Andere Ortszeit: Papa liebt die Lebensmittel in der Heimat

„Sportschuhe“ im Drama-Studio Irkutsk

Fünf Stunden Flug aus Moskau sind fünf Stunden Flugzeugverpflegung und fünf Stunden mit dem Atem des Nachbarn im Gesicht und der zusammengedrückten Frisur der Dame im Vordersessel nahezu in der eigenen Plastiktasse. Tief unten brannte in diesem Sommer die Taiga. Maria Wolkonskaja, die Frau des Dekabristen Sergei Wolkonski, benötigte für den Weg von Moskau nach Irkutsk unfassbare 21 Tage. Sie reiste im Schlitten, ohne angemessene Verpflegung, nur hin und wieder trank sie Tee, wenn der Samowar in irgendeiner Poststation gerade geheizt war. Damals und auch heute reist man nicht nur durch den Raum, man durchquert außerdem, für alle Sinne unverkennbar, die Dimension der Zeit. Die ersten Lebensmittel auf dem Boden schmecken nach einem anderen Jahrzehnt. Oder sogar nach einer anderen Welt, die dort, wo man herkommt, vollkommen unbekannt ist.

(Daten)

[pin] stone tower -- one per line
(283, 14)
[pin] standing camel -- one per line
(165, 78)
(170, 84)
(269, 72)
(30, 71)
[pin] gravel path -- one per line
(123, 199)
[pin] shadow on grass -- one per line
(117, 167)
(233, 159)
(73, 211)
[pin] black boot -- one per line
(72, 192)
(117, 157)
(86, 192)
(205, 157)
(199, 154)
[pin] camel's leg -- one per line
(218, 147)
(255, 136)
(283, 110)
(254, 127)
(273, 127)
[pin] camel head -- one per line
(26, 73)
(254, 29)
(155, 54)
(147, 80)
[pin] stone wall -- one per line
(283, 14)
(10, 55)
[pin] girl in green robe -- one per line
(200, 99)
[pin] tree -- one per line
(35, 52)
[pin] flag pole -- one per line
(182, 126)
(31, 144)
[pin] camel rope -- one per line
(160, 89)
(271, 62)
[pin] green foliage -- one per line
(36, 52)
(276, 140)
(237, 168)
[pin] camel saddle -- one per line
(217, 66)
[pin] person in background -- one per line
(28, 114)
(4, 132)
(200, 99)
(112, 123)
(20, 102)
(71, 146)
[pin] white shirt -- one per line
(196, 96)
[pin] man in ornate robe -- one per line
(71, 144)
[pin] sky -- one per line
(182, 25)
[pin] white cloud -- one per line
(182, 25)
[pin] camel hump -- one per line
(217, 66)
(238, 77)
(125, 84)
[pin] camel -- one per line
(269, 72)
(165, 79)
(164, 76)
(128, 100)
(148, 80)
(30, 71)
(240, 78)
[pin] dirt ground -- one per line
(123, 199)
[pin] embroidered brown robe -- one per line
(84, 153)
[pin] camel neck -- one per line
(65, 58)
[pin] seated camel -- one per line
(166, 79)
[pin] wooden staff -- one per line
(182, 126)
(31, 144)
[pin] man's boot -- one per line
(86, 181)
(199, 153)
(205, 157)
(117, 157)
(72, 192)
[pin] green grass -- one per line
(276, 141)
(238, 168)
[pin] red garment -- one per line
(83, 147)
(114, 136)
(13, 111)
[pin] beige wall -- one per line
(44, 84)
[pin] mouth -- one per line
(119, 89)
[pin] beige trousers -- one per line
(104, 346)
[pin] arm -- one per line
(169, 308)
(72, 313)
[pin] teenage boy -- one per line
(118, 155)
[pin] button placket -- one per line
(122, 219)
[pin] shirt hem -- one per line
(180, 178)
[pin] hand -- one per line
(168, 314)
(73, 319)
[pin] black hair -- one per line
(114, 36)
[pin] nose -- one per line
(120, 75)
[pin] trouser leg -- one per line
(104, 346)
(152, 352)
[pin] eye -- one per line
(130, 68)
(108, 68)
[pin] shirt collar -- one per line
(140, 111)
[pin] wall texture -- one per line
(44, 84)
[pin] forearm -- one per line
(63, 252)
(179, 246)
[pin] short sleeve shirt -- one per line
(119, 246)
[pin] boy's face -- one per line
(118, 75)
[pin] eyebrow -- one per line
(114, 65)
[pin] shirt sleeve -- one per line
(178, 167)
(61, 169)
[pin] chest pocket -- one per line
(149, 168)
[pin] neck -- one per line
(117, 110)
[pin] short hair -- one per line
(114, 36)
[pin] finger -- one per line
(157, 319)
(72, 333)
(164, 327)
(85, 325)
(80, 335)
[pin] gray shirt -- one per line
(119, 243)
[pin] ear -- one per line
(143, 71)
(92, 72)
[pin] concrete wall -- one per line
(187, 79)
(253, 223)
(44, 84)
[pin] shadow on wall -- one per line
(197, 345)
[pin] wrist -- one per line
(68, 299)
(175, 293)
--
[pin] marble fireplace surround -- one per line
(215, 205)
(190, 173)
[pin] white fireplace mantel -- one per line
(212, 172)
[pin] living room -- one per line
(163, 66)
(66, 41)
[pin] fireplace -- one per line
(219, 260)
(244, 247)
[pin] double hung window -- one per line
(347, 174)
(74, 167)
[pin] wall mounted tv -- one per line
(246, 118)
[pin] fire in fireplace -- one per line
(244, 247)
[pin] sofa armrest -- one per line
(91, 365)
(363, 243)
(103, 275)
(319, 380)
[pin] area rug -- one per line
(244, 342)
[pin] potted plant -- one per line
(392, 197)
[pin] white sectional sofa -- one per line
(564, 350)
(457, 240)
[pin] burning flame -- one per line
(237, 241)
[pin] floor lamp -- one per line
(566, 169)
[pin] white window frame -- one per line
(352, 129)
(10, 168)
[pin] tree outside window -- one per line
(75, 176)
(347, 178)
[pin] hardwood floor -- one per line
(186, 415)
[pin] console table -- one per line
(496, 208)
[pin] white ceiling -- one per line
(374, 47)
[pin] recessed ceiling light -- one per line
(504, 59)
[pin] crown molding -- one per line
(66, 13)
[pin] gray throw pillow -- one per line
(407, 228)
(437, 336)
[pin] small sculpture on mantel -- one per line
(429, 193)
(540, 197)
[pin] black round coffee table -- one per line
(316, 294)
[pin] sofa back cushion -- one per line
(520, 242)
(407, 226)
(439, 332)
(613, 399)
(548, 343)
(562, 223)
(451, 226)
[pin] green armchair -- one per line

(Aufgaben und Übungen)
(a) Schreiben Sie aus dem Textauszug die Passage ab, die mit „Fünf Stunden Flug aus“ beginnt und mit „vollkommen unbekannt ist.“ endet.
(b) Beantworten Sie anhand des Textauszugs diese Fragen:
(i) Wie lange dauert der Flug aus Moskau?
(ii) Was brannte in diesem Sommer tief unten?
(iii) Wie viele Tage benötigte Maria Wolkonskaja für den Weg von Moskau nach Irkutsk?
Die Einträge spielen hierbei keine Rolle.

(Lösungen)
(a)
Fünf Stunden Flug aus Moskau sind fünf Stunden Flugzeugverpflegung und fünf Stunden mit dem Atem des Nachbarn im Gesicht und der zusammengedrückten Frisur der Dame im Vordersessel nahezu in der eigenen Plastiktasse. Tief unten brannte in diesem Sommer die Taiga. Maria Wolkonskaja, die Frau des Dekabristen Sergei Wolkonski, benötigte für den Weg von Moskau nach Irkutsk unfassbare 21 Tage. Sie reiste im Schlitten, ohne angemessene Verpflegung, nur hin und wieder trank sie Tee, wenn der Samowar in irgendeiner Poststation gerade geheizt war. Damals und auch heute reist man nicht nur durch den Raum, man durchquert außerdem, für alle Sinne unverkennbar, die Dimension der Zeit. Die ersten Lebensmittel auf dem Boden schmecken nach einem anderen Jahrzehnt. Oder sogar nach einer anderen Welt, die dort, wo man herkommt, vollkommen unbekannt ist.

(b)
(i) Fünf Stunden.
(ii) Die Taiga.
(iii) 21 Tage.